Object location labeling data
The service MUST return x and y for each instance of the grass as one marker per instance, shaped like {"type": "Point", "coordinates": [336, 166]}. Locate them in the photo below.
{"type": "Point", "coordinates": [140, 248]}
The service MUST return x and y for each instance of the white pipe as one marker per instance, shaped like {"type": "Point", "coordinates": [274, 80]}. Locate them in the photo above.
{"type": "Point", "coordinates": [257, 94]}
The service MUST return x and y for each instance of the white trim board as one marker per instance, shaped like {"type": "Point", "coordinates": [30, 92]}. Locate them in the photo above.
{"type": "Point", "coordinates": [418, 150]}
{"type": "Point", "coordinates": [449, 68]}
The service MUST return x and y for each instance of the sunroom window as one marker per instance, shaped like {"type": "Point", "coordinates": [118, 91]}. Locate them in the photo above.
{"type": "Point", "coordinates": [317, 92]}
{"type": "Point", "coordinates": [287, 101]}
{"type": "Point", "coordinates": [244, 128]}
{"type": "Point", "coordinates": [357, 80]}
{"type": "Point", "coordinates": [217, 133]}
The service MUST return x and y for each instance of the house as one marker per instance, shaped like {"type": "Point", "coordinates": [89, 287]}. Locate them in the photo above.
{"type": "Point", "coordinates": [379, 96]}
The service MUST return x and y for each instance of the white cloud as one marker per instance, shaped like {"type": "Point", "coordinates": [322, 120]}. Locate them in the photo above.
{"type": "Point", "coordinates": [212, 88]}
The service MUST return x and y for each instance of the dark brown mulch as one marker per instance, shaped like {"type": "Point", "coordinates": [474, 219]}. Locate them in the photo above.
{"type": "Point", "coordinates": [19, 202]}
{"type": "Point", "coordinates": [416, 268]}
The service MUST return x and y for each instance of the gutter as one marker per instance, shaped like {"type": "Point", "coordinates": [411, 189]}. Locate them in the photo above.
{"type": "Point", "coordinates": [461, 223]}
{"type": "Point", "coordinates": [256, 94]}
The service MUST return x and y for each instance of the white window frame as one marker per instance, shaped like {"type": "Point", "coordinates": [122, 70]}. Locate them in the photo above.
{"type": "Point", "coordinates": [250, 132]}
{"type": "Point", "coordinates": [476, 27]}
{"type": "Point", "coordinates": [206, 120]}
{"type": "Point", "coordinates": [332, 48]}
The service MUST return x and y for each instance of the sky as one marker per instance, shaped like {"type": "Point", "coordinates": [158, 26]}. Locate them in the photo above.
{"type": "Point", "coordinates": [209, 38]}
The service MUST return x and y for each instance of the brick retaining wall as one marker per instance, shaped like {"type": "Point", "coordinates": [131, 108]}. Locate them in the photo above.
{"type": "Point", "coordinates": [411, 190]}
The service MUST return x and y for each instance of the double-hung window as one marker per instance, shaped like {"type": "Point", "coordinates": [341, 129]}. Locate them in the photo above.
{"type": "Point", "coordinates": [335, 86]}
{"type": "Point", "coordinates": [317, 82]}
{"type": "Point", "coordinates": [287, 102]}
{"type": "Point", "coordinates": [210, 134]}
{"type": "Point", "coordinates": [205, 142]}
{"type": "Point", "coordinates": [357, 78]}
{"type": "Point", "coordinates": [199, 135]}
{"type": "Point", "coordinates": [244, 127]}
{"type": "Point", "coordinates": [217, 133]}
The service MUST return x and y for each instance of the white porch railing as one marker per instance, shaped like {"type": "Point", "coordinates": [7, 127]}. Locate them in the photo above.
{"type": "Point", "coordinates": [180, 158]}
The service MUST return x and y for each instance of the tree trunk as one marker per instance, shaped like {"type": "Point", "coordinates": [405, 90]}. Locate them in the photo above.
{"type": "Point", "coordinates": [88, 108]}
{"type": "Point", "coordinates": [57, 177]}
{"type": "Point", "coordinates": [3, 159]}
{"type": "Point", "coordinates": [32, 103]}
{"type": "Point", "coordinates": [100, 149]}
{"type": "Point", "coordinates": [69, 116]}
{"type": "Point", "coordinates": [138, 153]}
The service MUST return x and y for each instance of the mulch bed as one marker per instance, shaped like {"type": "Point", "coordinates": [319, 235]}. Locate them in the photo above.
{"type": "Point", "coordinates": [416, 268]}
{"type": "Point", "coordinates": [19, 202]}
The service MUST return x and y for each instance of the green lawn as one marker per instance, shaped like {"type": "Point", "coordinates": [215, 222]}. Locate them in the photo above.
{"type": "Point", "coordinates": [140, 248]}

What the task requires: Put the stretch from the line containing "the white porch" through the last line into a Markdown table with the columns Row and Line, numbering each row and leaving out blank lines. Include only those lines.

Answer below:
| Row | Line |
|---|---|
| 1 | The service MUST return x and y for each instance of the white porch railing as one marker per instance, shaped like {"type": "Point", "coordinates": [7, 127]}. Locate them in the photo above. |
| 2 | {"type": "Point", "coordinates": [180, 158]} |
| 3 | The service MUST return x and y for each instance of the tree trunk as one marker per instance, shaped like {"type": "Point", "coordinates": [405, 90]}. Locate them in the photo above. |
| 4 | {"type": "Point", "coordinates": [88, 108]} |
| 5 | {"type": "Point", "coordinates": [57, 177]} |
| 6 | {"type": "Point", "coordinates": [3, 159]} |
| 7 | {"type": "Point", "coordinates": [32, 103]} |
| 8 | {"type": "Point", "coordinates": [100, 149]} |
| 9 | {"type": "Point", "coordinates": [69, 116]} |
| 10 | {"type": "Point", "coordinates": [138, 153]} |
| 11 | The service MUST return x and y for each instance of the mulch bed as one marker per instance, shaped like {"type": "Point", "coordinates": [319, 235]}. Locate them in the photo above. |
| 12 | {"type": "Point", "coordinates": [416, 268]} |
| 13 | {"type": "Point", "coordinates": [19, 202]} |
| 14 | The service MUST return x and y for each instance of the green lawn as one marker per instance, shaped like {"type": "Point", "coordinates": [215, 222]}. Locate them in the photo above. |
| 15 | {"type": "Point", "coordinates": [140, 248]} |